What you have to do:
Print the range of lines that opens with the line containing "For the benchmark, spot each instance of the chapel" and closes with the last line of the listing. Include both ends; print nothing more.

Records from a point labeling set:
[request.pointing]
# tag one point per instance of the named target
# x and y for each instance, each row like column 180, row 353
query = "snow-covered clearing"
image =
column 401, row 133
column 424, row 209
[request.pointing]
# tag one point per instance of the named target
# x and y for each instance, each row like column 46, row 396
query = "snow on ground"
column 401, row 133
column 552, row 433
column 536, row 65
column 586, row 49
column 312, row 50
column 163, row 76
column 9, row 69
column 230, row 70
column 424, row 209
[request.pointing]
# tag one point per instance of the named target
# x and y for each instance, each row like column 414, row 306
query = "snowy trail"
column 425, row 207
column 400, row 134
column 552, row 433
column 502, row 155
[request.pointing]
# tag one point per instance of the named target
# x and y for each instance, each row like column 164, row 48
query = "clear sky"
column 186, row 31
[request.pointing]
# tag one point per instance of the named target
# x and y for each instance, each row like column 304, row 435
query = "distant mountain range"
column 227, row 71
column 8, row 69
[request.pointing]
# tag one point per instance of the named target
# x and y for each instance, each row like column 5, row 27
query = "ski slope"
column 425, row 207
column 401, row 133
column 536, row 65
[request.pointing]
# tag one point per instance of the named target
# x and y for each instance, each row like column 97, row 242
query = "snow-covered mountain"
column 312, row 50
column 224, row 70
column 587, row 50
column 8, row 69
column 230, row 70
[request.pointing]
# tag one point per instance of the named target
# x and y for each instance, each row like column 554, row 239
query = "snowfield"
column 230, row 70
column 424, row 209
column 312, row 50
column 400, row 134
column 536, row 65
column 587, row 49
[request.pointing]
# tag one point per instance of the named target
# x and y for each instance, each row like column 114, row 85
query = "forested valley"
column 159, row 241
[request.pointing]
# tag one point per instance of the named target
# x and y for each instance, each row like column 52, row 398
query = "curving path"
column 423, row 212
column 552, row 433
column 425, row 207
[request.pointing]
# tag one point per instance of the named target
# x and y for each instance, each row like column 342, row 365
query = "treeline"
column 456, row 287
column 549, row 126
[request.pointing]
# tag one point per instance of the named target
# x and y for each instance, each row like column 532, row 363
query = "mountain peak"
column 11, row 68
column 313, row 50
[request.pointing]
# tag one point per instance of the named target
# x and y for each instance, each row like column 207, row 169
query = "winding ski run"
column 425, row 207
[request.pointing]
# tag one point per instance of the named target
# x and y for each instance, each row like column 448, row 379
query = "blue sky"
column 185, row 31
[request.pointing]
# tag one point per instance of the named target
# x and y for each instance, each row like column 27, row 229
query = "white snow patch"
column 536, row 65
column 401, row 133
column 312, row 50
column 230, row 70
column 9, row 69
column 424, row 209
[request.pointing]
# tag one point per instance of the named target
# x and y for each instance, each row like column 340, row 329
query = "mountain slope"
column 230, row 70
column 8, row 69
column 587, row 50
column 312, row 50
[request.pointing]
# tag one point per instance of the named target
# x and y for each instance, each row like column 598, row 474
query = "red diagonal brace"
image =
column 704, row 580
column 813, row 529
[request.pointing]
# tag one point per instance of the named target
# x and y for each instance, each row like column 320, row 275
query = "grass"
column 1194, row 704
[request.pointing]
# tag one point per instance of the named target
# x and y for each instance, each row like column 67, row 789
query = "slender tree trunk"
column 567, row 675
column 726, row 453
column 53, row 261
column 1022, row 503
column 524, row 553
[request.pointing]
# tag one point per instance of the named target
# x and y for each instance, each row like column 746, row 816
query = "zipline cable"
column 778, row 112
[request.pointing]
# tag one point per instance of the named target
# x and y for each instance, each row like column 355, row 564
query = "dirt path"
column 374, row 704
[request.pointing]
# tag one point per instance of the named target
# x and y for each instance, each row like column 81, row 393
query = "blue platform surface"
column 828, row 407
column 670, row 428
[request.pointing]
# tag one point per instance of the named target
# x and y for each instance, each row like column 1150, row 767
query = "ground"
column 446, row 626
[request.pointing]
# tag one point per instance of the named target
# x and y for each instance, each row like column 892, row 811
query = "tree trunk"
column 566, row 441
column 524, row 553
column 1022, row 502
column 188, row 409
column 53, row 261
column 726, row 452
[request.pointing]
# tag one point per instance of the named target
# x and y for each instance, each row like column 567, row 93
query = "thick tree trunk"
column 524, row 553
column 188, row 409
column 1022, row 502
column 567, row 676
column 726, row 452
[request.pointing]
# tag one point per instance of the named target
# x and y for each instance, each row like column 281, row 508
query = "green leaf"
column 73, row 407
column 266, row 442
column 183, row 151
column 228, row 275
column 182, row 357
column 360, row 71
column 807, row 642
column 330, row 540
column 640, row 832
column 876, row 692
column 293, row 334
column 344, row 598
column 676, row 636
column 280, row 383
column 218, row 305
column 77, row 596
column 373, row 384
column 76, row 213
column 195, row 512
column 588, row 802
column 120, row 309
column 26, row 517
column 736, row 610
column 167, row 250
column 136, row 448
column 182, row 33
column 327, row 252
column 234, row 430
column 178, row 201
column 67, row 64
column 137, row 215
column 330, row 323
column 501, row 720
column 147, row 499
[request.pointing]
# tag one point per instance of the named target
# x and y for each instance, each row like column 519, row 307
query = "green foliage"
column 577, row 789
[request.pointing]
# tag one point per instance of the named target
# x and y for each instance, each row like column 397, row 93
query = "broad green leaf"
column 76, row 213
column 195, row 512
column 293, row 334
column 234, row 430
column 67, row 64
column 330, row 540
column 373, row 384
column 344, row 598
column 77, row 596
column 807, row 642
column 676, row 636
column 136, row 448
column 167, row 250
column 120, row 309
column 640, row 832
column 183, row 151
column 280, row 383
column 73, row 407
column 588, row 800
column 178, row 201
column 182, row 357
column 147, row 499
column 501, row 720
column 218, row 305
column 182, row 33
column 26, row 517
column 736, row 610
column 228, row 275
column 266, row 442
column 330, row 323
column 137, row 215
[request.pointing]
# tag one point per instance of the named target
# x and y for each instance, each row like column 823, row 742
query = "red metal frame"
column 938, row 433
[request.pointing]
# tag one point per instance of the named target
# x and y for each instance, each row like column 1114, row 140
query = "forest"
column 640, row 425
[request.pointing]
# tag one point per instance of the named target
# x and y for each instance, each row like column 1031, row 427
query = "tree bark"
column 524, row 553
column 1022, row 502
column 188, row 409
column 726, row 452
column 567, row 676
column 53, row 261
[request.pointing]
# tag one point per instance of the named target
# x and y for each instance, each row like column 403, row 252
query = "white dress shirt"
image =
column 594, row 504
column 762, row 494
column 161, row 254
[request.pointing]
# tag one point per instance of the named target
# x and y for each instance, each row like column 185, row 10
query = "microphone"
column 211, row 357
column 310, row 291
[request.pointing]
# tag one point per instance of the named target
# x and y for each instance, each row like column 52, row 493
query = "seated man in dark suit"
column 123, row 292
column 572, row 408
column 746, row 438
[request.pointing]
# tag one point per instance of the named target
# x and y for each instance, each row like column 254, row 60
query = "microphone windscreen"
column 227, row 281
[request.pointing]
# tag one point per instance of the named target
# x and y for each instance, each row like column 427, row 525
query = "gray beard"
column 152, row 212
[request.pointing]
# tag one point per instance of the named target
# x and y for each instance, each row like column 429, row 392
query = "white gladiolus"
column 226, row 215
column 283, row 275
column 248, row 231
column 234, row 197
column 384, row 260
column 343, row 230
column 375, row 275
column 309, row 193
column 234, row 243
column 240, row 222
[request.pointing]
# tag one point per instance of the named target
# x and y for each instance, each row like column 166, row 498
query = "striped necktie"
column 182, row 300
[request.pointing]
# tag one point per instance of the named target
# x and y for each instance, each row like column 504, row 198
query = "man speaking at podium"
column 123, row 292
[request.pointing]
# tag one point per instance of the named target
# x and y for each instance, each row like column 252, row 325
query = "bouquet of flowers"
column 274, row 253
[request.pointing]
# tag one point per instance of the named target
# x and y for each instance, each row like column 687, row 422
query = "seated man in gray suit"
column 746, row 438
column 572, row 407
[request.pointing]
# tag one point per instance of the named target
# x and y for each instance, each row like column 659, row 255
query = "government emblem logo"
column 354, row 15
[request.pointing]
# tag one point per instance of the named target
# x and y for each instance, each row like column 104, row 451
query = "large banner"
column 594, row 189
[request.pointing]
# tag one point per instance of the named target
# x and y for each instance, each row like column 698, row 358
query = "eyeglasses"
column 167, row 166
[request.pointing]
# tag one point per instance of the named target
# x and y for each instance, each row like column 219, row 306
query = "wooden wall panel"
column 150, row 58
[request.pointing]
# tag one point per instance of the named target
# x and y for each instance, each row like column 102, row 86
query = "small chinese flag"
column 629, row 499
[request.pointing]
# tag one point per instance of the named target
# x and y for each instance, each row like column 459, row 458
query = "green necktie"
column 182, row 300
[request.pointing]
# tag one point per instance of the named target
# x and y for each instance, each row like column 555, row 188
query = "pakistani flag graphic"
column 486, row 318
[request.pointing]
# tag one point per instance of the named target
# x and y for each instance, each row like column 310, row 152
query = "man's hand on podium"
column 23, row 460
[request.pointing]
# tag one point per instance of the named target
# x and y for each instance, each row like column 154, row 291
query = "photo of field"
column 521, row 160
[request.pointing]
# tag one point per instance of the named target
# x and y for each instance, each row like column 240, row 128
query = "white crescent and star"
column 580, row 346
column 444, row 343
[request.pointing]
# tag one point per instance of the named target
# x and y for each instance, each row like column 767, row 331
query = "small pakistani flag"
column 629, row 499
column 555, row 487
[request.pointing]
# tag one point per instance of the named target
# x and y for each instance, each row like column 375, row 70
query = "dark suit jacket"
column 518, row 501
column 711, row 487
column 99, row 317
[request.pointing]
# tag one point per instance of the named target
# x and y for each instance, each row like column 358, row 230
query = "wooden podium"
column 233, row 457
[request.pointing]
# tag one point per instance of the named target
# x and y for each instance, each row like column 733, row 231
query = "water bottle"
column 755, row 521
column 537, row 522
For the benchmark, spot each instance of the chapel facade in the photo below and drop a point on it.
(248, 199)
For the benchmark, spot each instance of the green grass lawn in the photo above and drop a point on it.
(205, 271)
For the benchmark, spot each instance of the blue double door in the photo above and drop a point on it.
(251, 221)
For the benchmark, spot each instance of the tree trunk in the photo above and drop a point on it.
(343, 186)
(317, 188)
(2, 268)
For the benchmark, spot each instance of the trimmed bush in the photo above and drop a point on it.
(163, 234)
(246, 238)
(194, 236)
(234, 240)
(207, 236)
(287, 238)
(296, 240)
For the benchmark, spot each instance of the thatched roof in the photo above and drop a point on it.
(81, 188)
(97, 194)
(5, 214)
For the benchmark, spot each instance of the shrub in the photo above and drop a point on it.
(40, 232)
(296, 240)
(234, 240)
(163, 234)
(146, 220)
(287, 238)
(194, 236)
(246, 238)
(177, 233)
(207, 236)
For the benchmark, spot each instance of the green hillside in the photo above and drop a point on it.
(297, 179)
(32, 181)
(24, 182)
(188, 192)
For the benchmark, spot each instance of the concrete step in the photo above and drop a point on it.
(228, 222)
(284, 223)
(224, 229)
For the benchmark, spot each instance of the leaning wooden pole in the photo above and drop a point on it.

Answer to the exercise:
For the benchmark, spot each instance of the chapel facade in the photo below and drop a point on it.
(248, 199)
For the benchmark, spot each instance of the green grass lawn in the photo above and drop a point on it.
(205, 271)
For the benchmark, spot each instance of the blue double door in the photo above and drop a point on it.
(251, 221)
For the benchmark, spot each instance of the tree trunk in the photo above and drop a point on it.
(343, 186)
(317, 188)
(2, 268)
For the benchmark, spot each instance of the trimmed bush in the photo above and drop a point on it.
(163, 234)
(246, 238)
(194, 236)
(234, 240)
(207, 236)
(287, 238)
(296, 240)
For the benchmark, spot each instance of the thatched roof in the photo above and drop a point on it.
(81, 188)
(97, 194)
(5, 214)
For the benchmark, spot each instance of the shrub in the photo above and drop a point on it.
(40, 232)
(296, 240)
(234, 240)
(163, 234)
(146, 220)
(287, 238)
(194, 236)
(246, 238)
(177, 233)
(207, 236)
For the benchmark, spot each instance of the green hillside in the photo above and drop a point on it.
(297, 179)
(32, 181)
(24, 182)
(188, 192)
For the benchmark, spot each instance of the concrete step in the photo above and drop a point on it.
(228, 222)
(284, 223)
(224, 229)
For the benchmark, spot each instance of the leaning wooden pole in the photo above and drop a point on it.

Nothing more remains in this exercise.